## [EXERCISE DESCRIPTION]
Write the records below out in full, character for character, with no pictures.

_ _ _ _ _

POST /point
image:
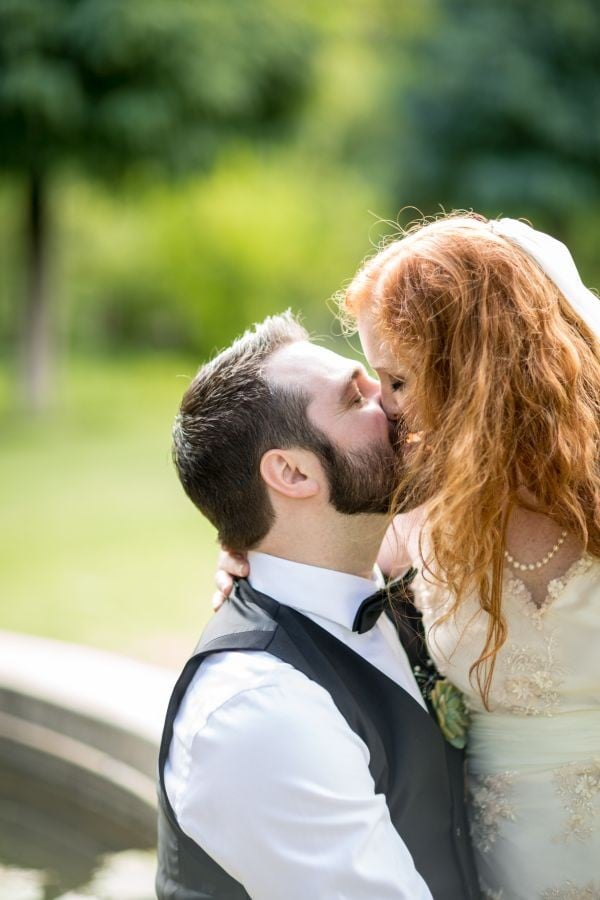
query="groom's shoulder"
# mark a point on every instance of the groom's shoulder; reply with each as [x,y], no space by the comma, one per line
[260,691]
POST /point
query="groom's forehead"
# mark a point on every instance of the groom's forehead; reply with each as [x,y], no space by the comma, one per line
[304,364]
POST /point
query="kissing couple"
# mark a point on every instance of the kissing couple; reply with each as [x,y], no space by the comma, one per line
[310,749]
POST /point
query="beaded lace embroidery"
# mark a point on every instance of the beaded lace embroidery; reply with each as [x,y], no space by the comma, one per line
[570,891]
[489,804]
[534,679]
[578,786]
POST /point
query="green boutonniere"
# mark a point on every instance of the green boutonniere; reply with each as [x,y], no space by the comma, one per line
[447,702]
[452,714]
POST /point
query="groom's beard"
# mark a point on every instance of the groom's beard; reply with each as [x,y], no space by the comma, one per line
[362,481]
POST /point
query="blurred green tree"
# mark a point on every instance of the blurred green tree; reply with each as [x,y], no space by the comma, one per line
[500,109]
[113,84]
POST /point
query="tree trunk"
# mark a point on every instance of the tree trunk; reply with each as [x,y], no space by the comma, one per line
[38,330]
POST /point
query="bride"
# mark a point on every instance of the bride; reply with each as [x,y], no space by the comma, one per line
[487,346]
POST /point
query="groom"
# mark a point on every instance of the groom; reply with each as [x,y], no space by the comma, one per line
[298,760]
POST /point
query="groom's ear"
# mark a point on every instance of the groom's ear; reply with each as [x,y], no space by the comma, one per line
[292,473]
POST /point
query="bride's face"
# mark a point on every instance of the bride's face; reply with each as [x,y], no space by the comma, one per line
[396,376]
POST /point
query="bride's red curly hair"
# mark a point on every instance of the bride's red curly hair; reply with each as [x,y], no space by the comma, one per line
[507,389]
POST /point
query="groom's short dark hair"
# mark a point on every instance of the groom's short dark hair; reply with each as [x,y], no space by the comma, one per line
[230,415]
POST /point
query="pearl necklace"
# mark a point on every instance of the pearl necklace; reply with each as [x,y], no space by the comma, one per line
[524,567]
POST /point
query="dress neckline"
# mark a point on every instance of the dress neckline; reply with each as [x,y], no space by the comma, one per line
[554,589]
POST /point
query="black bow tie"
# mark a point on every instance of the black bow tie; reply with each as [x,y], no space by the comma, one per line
[371,608]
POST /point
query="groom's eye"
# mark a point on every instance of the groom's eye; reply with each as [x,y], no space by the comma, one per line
[356,398]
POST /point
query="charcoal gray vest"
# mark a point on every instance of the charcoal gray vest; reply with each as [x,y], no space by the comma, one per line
[419,773]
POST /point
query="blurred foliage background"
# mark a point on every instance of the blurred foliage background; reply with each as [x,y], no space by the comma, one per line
[173,170]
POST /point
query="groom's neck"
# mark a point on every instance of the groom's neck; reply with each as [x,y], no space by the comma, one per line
[342,543]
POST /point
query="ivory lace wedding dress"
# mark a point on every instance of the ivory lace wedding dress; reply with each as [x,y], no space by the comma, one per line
[534,760]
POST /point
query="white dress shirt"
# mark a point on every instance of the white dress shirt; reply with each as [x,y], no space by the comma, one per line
[266,775]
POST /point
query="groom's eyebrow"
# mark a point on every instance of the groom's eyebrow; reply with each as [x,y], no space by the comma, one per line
[348,386]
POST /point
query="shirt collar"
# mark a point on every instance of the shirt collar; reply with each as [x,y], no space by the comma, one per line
[325,593]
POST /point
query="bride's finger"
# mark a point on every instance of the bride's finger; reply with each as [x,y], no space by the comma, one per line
[224,582]
[235,564]
[218,599]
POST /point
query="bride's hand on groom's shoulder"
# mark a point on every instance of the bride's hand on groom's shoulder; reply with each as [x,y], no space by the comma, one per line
[230,565]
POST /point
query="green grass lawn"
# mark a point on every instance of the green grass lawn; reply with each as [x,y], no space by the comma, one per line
[98,543]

_ _ _ _ _

## [FINISHED EXERCISE]
POST /point
image:
query="groom's shoulder"
# mark a point on every instance of the groom's shoulder; reply with each as [x,y], no space by the comma, one per line
[260,691]
POST /point
query="groom's forehead"
# mark a point on every instance of the groom's forehead; reply with each as [x,y], no space by the comma, one per line
[304,364]
POST /point
query="kissing couple"
# mark a point on every instance of the kissing couple; reply with each as [x,y], no space by the comma, one per line
[310,749]
POST /point
query="beaded lace embroidery"
# mark a point on every instance of the beaded lace embroidery; reply with each as [x,y], no space by the comma, one per line
[570,891]
[489,804]
[534,679]
[578,786]
POST /point
query="green boutonniere"
# mark a point on every instance of the green boutonniere; reply with each as [x,y], no space by the comma, one per line
[447,702]
[452,714]
POST /point
query="groom's beard"
# mark a point on every instance of the groom's beard; reply with each as [x,y], no space by the comma, one per line
[362,481]
POST /point
query="blurred green tree"
# mark a point on every instance of the blurred green tree; reply with each as [x,y], no space by the comma, one per line
[500,109]
[113,84]
POST /point
query="tree trunk"
# mark a point on every instance of the tree trunk; reply with each as [x,y], no space by the comma, one per line
[38,330]
POST /point
query="bride"
# mark a point on every instance of the bride; reply with each as [x,y], no space by the comma, one per line
[487,346]
POST /point
query="groom"
# mark a point on every instance of the groom; reply with each as [x,y], no space by the comma, one per line
[298,760]
POST /point
query="groom's ear"
# mark a point on every instance of the groom's ear; reply with each as [x,y], no space by the comma, one per line
[292,473]
POST /point
query="bride's face"
# mark a point on every instance of the bride's face; reply with each as [x,y], no space by the comma, one per line
[396,376]
POST /point
query="bride's red curly hair"
# mark a point on every instance of the bride's red curly hair; reply with each as [x,y], no space by the comma, one per line
[507,389]
POST /point
query="groom's short dark hair"
# mark a point on every instance of the groom's short dark hair; reply with each as [x,y], no space by the comma, one per line
[230,415]
POST /point
query="pearl necklace"
# mark a point on every instance of the pearl necklace; reply with each as [x,y], no space by the comma, one per line
[524,567]
POST /point
query="dress neckline"
# mark a point on every instance of the dress neckline; reply with each as [x,y], no space by the comma, one per line
[554,589]
POST /point
query="black bow tie"
# mark a point on every instance of the black bow tie; reply with each as [x,y], no space by the comma, one per line
[371,608]
POST /point
query="groom's eye"
# mark a point on every instance of the groom's eye; reply with each as [x,y], no space by the comma, one per line
[356,398]
POST /point
query="charcoal gray vest"
# mark a point on every instance of the charcoal gray vest; reply with each as [x,y], no space by the comma, one per line
[419,773]
POST /point
query="blurred foliage background"
# mark a point on every instance of the blurred foliage background; reply with each as [x,y], no space by the comma, one per line
[173,170]
POST /point
query="groom's neck"
# mark a point on every instance of the groom's neck; reply with each as [x,y], no space by the comma, one per line
[342,543]
POST /point
query="ivory lace wedding dress"
# mark a point on every instance of the ivory lace wedding dress; reply with each as [x,y], no space by the comma, one per line
[534,760]
POST /point
query="white dress shirt"
# mark a point on every instance of the white dress shirt; reply with each as [x,y], no space by the comma, one per line
[266,775]
POST /point
query="groom's eyebrow"
# mark a point on every instance of the groom's eyebrow; reply with each as [x,y], no space by the comma, one per line
[348,386]
POST /point
query="shirt collar"
# mark a point on every instance of the shirt collar; reply with each as [x,y], no space by the comma, one per line
[325,593]
POST /point
query="bride's finger"
# mark a point on every instance of the bride's finger; reply with each as [x,y], no space by the comma, one per line
[224,582]
[235,564]
[218,599]
POST /point
query="bride's hand on groom's shoulder"
# mark a point on every instance of the bride's hand on groom's shoulder; reply with each as [x,y], no space by the comma, one per line
[230,565]
POST /point
query="green grass lawn"
# mark a point on every instance of the green grass lawn; reply with each as [x,y], no space by the comma, one per line
[98,543]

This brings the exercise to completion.